Top of Entries provided
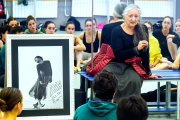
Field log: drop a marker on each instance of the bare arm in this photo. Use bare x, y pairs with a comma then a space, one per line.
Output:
1, 44
80, 45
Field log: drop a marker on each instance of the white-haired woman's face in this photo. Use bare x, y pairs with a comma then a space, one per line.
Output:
132, 17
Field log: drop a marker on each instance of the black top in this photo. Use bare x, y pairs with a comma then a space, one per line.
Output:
163, 42
106, 32
124, 48
176, 40
88, 45
45, 68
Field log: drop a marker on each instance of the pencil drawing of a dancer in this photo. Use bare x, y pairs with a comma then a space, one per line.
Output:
38, 91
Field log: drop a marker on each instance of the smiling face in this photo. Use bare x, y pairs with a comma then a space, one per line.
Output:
148, 27
132, 18
166, 24
50, 29
70, 29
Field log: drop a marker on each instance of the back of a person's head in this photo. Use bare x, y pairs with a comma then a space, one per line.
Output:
16, 29
105, 85
9, 97
30, 17
132, 108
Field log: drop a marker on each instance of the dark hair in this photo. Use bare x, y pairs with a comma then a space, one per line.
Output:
148, 23
9, 97
118, 9
10, 19
16, 29
30, 17
168, 17
47, 23
69, 22
38, 57
4, 29
132, 108
90, 20
105, 85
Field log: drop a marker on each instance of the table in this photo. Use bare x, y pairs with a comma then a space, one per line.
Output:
168, 77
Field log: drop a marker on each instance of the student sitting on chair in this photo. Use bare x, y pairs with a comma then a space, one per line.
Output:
31, 24
154, 51
11, 22
176, 40
132, 108
101, 107
4, 30
14, 30
78, 45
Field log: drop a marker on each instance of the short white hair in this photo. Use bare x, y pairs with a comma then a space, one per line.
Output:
130, 7
119, 8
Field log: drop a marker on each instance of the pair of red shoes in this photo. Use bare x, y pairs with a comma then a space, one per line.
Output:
100, 60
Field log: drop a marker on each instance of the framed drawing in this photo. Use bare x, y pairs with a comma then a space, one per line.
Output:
42, 67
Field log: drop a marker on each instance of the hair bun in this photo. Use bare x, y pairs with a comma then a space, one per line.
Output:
3, 105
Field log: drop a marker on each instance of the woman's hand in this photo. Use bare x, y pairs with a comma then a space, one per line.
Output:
142, 44
156, 76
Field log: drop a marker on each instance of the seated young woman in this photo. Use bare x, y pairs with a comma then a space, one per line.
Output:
132, 108
11, 22
87, 38
31, 24
49, 27
11, 103
154, 51
79, 47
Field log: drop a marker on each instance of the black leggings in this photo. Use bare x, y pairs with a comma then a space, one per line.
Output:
152, 95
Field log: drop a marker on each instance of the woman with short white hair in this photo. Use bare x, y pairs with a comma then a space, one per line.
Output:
129, 42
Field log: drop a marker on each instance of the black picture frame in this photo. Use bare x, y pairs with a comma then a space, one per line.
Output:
66, 41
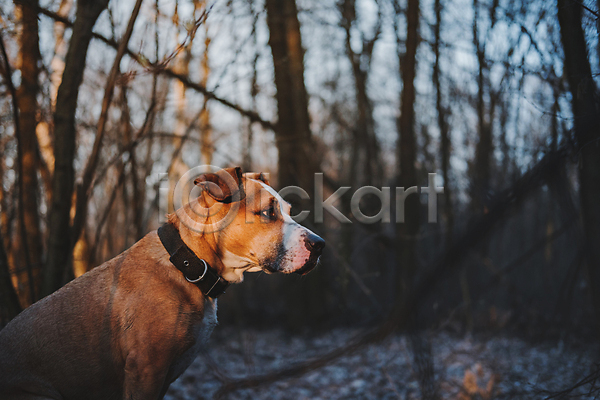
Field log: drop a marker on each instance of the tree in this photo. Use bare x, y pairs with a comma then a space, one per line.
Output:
586, 112
407, 150
60, 240
442, 122
29, 220
295, 164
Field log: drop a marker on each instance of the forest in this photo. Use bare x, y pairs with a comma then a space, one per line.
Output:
449, 152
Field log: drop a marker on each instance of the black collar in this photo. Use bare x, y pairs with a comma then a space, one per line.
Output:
194, 269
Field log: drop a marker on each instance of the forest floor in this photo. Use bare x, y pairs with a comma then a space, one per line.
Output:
466, 367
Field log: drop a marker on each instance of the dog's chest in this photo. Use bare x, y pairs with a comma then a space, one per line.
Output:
201, 334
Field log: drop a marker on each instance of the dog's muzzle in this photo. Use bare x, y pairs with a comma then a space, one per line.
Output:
315, 245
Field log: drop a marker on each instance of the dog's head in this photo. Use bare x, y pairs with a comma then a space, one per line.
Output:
249, 225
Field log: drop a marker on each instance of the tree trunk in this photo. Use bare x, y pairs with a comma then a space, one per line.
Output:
365, 167
442, 125
407, 152
9, 302
481, 168
206, 140
293, 136
586, 111
29, 219
59, 235
296, 165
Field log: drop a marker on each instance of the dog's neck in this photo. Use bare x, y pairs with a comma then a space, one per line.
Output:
230, 266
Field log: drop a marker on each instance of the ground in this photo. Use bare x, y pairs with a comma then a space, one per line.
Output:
466, 367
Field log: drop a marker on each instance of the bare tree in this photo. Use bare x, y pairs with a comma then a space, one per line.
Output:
586, 110
29, 220
293, 135
407, 149
442, 122
60, 240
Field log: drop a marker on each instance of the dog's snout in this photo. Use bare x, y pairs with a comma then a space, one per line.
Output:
314, 243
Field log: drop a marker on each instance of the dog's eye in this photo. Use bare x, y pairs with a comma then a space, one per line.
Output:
269, 213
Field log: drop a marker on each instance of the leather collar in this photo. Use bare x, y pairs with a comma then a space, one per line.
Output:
194, 269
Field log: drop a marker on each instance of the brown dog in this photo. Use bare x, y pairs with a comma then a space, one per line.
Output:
128, 328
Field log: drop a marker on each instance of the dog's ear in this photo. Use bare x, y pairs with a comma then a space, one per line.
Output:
225, 186
259, 176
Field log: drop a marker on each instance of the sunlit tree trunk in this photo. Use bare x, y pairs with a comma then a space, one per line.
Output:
29, 219
59, 235
206, 144
9, 302
586, 111
293, 135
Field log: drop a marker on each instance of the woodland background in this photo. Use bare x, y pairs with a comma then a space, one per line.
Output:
104, 105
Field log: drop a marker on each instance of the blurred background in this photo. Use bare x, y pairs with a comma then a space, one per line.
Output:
106, 104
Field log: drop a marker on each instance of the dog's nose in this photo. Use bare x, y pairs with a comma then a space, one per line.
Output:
314, 243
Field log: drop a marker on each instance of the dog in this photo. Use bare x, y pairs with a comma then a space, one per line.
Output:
129, 327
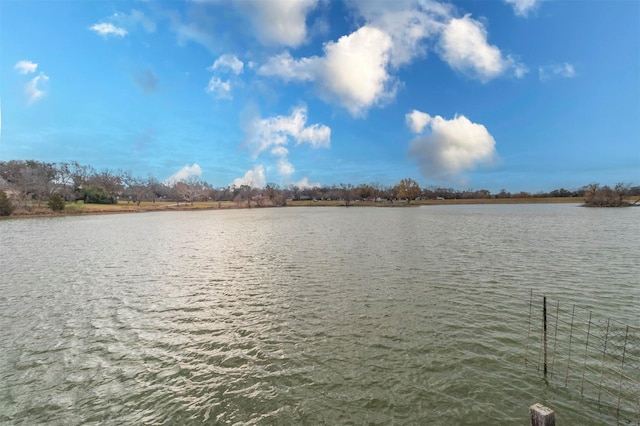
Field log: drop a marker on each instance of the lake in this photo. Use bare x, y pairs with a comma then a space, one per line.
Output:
309, 315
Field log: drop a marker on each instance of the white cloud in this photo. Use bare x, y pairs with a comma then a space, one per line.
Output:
33, 89
408, 23
417, 120
106, 29
218, 88
184, 174
136, 17
452, 147
352, 72
227, 62
279, 22
25, 67
464, 47
304, 183
355, 69
254, 178
285, 168
523, 7
273, 132
565, 70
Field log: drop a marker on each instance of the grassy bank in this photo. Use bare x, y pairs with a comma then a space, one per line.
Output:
123, 207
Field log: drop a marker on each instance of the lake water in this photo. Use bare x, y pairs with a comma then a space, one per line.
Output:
300, 315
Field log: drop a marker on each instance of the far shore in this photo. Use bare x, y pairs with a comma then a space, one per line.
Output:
80, 208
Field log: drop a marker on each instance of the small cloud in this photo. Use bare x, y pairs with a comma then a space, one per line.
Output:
304, 183
452, 147
465, 48
33, 88
253, 178
106, 29
354, 71
147, 81
285, 168
417, 120
227, 62
565, 70
275, 133
219, 89
184, 174
265, 133
25, 67
523, 7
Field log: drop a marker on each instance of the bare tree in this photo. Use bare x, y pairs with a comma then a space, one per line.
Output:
409, 189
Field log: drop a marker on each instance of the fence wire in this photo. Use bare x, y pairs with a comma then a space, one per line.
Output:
597, 357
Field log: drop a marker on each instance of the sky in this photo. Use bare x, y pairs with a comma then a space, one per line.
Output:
522, 95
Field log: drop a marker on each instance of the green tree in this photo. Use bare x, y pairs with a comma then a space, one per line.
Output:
6, 208
56, 202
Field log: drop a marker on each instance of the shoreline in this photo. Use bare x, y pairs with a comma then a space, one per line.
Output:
146, 207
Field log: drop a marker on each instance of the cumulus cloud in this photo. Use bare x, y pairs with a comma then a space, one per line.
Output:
452, 146
357, 71
523, 7
34, 89
25, 67
147, 81
107, 29
565, 70
136, 17
254, 178
184, 174
464, 47
279, 22
417, 120
227, 62
275, 132
304, 183
353, 71
408, 23
219, 89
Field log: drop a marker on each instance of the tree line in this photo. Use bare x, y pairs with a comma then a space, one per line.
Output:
25, 184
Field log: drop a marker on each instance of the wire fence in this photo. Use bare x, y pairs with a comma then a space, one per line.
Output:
597, 357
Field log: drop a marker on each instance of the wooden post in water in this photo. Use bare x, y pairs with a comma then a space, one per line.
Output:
544, 327
542, 416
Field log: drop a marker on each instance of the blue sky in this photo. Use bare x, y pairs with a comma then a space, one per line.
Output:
519, 94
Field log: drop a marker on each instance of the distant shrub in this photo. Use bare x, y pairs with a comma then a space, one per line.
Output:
97, 195
56, 202
6, 208
597, 196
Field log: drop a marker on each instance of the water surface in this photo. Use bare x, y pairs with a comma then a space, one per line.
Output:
300, 315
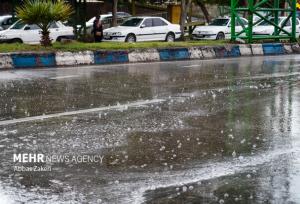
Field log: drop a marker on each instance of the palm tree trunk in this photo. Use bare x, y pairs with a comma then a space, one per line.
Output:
185, 4
114, 13
45, 39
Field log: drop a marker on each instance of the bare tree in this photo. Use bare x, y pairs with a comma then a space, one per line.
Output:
185, 4
114, 12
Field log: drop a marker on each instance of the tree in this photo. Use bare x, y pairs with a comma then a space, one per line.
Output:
43, 13
114, 12
185, 4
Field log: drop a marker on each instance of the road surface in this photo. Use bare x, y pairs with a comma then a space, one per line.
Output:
214, 131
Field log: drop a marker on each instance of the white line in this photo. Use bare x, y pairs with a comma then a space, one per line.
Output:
56, 115
65, 77
194, 65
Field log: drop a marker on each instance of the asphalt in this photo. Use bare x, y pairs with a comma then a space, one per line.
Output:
213, 131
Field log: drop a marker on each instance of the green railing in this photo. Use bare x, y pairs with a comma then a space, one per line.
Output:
264, 9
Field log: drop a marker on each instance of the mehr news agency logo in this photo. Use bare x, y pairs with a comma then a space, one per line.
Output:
42, 162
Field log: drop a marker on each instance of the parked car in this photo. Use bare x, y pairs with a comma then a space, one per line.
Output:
5, 22
265, 28
106, 20
31, 34
143, 29
218, 29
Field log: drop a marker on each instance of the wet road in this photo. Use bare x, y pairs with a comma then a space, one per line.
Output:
216, 131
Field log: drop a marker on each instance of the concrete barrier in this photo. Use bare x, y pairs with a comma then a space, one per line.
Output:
6, 61
173, 54
32, 60
108, 57
287, 49
295, 48
273, 49
245, 50
195, 53
208, 52
147, 55
74, 58
227, 51
257, 49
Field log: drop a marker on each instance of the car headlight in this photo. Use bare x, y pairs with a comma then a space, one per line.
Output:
116, 33
3, 36
204, 32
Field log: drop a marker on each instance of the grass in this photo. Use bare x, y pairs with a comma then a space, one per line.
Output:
80, 46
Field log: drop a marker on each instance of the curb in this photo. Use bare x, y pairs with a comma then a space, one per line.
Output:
49, 59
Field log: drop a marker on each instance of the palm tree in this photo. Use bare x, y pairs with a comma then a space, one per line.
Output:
43, 13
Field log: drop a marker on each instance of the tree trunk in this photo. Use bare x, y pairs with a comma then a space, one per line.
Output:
45, 39
133, 8
185, 4
114, 12
204, 10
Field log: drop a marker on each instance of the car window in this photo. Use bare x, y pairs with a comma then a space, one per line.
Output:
7, 21
18, 25
219, 22
158, 22
288, 23
148, 22
132, 22
33, 27
53, 25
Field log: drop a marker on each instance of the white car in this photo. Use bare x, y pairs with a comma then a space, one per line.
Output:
31, 34
218, 29
265, 28
143, 29
5, 22
106, 20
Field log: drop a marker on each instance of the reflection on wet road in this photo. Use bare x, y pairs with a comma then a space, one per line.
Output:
215, 131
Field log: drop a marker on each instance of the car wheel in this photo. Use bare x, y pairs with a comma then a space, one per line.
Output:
170, 37
220, 36
16, 40
130, 38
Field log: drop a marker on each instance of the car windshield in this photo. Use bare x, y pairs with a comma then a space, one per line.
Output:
219, 22
132, 22
266, 23
18, 25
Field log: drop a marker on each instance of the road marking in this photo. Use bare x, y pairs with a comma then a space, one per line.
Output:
65, 77
194, 65
56, 115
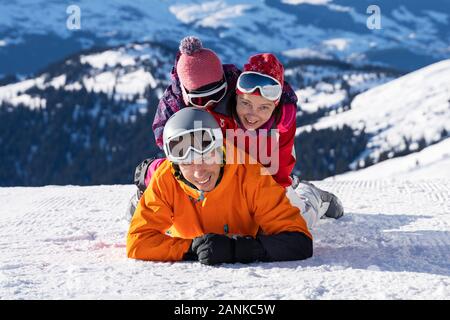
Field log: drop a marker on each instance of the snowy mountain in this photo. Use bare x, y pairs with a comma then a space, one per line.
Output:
69, 243
433, 162
399, 117
413, 33
89, 117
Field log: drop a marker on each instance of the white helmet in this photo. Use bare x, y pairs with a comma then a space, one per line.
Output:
189, 134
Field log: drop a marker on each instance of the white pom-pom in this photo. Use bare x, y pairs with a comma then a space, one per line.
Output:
190, 45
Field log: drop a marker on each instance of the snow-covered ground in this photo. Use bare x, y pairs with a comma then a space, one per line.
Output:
429, 163
398, 114
69, 242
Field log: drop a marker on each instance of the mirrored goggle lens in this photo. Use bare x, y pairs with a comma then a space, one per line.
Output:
269, 88
203, 101
199, 141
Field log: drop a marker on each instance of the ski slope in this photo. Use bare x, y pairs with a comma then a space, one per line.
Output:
69, 243
431, 162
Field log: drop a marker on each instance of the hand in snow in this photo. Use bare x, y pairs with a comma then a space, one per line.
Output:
214, 248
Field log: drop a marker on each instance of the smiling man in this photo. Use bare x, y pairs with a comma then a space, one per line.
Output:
199, 207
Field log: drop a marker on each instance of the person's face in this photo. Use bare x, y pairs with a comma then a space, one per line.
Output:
253, 110
203, 174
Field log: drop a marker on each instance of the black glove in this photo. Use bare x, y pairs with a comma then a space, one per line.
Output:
216, 248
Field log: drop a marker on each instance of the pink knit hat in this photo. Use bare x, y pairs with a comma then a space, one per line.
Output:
197, 66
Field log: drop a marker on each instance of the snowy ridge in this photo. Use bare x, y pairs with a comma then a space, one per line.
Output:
420, 29
69, 242
401, 114
125, 71
433, 162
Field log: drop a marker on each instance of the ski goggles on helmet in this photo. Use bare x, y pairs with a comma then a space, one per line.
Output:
205, 98
270, 88
192, 144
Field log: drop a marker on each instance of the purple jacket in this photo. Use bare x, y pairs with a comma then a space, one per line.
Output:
172, 99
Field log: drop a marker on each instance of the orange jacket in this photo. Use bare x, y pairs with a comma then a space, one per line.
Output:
243, 203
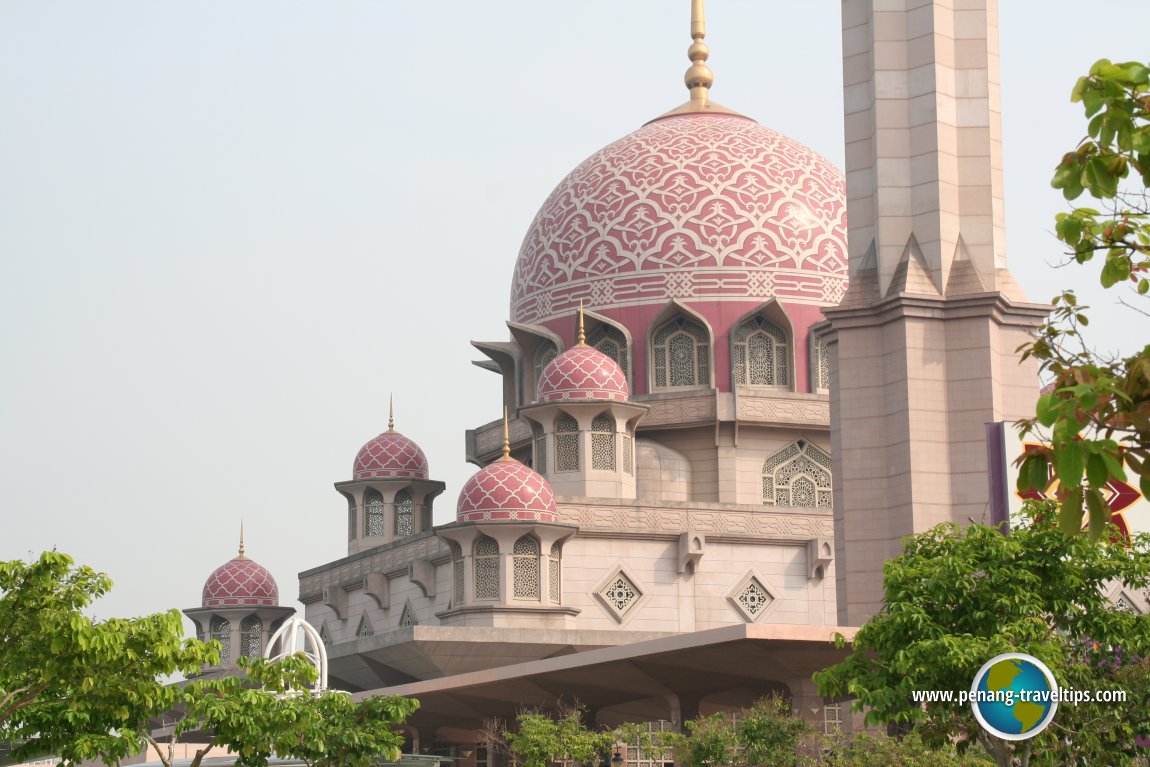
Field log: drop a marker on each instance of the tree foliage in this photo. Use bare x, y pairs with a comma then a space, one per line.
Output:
541, 738
270, 710
958, 597
1097, 411
68, 681
83, 689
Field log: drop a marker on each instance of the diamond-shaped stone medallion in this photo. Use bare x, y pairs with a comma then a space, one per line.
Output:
751, 597
620, 593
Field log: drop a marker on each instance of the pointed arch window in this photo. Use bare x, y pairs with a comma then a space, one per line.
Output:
603, 443
611, 342
487, 568
373, 513
760, 357
820, 365
797, 475
457, 562
681, 350
544, 353
526, 568
554, 561
405, 513
251, 637
566, 444
221, 633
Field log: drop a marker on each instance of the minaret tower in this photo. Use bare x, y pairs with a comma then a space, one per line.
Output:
239, 608
922, 344
389, 496
584, 424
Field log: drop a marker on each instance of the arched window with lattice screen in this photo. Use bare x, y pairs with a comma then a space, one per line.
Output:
221, 631
681, 354
797, 475
457, 566
554, 574
251, 637
760, 353
487, 568
820, 366
526, 568
544, 353
566, 444
405, 513
373, 513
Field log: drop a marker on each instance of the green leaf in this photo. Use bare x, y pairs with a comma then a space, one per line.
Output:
1099, 513
1048, 408
1070, 520
1096, 470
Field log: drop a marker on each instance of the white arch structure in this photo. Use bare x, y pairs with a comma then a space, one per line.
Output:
297, 635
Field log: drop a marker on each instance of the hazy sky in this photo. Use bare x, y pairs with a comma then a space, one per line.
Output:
229, 229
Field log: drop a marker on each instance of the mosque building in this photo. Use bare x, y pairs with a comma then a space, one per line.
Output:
720, 417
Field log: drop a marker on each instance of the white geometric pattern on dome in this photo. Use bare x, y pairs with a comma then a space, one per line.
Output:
390, 455
583, 373
506, 490
691, 206
797, 475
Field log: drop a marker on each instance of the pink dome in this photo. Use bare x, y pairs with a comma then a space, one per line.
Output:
699, 207
506, 490
391, 454
240, 582
583, 373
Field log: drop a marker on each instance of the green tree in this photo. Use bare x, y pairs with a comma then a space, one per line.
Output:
541, 739
1097, 412
868, 750
768, 733
68, 681
82, 689
270, 710
958, 597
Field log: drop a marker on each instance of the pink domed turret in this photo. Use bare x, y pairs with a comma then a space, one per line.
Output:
390, 455
506, 490
240, 582
582, 373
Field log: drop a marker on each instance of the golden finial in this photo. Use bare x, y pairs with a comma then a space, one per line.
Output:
698, 77
506, 455
582, 336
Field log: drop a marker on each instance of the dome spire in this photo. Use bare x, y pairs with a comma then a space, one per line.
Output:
698, 77
506, 455
582, 336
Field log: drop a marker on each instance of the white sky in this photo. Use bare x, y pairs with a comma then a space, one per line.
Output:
228, 230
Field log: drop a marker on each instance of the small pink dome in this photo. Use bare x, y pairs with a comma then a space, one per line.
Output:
391, 454
508, 491
240, 582
583, 373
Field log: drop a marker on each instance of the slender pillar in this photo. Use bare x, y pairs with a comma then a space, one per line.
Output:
922, 344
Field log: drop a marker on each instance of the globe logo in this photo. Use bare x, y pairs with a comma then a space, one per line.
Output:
1014, 696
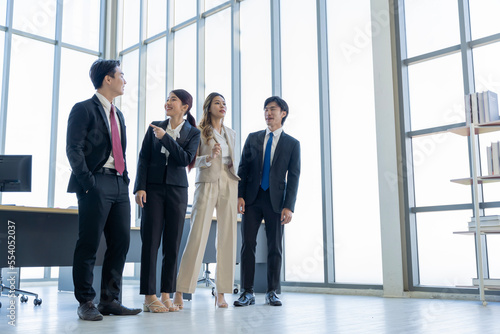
Bottom of Entries provided
* [What is needed]: Give only the number of lines in the entries that contain "fence".

* [Finished exercise]: 2